**SHORT EXERCISE:** Rescale the rows below, beginning at the row that contains "of the overcast" and stopping after the last row, both ends included. Write out every one of those lines again, requests included, with each coordinate in the answers multiplied by 0.6 and rounded to a whole number, halves up.
▽
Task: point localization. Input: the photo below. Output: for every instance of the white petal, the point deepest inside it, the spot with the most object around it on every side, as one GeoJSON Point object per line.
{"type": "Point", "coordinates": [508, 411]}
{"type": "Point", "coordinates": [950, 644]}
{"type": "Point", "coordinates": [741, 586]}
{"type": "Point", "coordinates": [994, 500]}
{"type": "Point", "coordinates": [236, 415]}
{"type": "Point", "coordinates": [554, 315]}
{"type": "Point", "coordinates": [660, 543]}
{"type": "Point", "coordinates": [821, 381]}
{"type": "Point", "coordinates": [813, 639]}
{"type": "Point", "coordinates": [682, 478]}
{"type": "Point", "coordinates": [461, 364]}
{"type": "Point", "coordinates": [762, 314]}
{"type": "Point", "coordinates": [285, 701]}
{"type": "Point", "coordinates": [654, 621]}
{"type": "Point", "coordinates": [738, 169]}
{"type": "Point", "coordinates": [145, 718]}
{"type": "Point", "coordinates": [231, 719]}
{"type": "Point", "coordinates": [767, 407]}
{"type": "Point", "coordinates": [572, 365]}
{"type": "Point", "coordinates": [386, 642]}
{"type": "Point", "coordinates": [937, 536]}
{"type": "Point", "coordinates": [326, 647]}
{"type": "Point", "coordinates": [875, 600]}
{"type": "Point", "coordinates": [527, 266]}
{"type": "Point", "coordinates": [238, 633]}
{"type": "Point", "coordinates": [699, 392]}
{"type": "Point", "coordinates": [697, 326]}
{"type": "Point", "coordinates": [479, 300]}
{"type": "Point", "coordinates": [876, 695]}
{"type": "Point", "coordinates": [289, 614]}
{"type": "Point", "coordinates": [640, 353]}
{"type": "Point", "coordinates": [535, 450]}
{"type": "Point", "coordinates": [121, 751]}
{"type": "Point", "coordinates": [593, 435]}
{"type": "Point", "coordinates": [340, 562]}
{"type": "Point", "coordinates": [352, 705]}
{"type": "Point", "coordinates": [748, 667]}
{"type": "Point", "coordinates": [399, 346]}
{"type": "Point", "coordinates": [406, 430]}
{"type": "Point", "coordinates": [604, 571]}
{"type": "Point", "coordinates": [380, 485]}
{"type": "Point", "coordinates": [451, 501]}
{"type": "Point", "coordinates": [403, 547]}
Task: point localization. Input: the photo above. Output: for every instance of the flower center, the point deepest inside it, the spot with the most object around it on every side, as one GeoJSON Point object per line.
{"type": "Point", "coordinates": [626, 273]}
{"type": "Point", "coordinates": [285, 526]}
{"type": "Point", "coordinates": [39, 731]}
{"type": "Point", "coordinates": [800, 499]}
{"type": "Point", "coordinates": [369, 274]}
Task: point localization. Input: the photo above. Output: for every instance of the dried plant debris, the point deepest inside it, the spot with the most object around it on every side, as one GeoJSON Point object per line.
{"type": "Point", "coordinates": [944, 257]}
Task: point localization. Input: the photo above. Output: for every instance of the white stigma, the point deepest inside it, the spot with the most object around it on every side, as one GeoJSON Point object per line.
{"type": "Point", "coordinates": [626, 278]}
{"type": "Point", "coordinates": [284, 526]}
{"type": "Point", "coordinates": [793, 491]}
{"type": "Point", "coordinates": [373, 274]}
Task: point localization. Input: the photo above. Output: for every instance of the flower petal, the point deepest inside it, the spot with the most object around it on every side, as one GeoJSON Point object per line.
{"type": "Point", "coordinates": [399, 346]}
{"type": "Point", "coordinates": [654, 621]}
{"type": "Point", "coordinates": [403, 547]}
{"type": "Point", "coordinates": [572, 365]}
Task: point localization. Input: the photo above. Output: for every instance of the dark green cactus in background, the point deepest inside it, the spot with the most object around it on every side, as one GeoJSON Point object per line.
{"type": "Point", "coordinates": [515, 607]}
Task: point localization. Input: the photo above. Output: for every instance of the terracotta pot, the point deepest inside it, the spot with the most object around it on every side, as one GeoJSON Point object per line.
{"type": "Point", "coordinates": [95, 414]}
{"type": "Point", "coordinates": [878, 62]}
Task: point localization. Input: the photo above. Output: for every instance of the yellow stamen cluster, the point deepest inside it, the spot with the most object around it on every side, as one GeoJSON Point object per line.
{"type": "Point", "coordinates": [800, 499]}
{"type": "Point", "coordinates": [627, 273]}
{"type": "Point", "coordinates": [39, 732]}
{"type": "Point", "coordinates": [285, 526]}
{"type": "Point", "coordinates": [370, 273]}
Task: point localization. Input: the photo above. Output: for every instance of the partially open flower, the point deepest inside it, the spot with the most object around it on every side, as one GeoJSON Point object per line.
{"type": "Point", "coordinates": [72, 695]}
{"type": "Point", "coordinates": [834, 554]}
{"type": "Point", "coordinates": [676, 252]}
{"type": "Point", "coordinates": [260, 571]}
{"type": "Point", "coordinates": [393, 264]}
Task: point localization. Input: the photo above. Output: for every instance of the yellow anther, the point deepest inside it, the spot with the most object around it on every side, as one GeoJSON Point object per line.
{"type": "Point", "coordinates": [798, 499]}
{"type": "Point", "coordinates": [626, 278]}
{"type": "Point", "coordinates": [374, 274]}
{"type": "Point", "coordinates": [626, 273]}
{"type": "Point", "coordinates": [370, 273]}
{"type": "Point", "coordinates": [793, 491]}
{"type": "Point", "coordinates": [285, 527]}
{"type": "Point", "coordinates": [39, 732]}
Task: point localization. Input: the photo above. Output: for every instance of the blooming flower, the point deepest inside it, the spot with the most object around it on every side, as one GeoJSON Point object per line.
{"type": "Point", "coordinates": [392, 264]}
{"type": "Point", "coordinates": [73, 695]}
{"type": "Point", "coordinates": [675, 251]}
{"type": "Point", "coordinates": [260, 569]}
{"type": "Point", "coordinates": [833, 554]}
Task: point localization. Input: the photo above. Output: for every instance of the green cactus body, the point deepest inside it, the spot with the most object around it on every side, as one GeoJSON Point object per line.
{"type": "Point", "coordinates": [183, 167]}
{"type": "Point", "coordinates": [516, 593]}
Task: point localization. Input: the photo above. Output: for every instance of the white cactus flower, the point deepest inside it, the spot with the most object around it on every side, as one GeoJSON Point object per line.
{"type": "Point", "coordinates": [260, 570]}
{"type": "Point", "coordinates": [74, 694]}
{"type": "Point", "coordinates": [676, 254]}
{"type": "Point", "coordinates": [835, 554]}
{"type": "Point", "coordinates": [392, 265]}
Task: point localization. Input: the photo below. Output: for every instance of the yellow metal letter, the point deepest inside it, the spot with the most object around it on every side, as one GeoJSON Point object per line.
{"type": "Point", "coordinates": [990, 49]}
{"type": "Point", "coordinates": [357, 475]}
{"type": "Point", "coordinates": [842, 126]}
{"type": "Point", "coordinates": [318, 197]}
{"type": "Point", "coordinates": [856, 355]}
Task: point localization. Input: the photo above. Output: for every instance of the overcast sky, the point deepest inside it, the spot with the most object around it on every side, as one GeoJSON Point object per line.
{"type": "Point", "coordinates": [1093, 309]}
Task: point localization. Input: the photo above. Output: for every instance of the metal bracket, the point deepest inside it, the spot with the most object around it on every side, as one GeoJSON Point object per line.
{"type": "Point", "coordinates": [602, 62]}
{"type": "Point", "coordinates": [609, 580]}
△
**TASK ANSWER:**
Task: point localization. Input: the photo above. Output: for every instance of the overcast sky, the point deepest inside it, the spot with the most object around it on every side, as one GeoJSON Point object per line.
{"type": "Point", "coordinates": [656, 185]}
Task: point localization. Input: the photo above. Output: for every instance of the metal bracket, the point deepest inside it, the spot with the most object around it on every side, as one GeoJSON Point object per line.
{"type": "Point", "coordinates": [361, 37]}
{"type": "Point", "coordinates": [365, 348]}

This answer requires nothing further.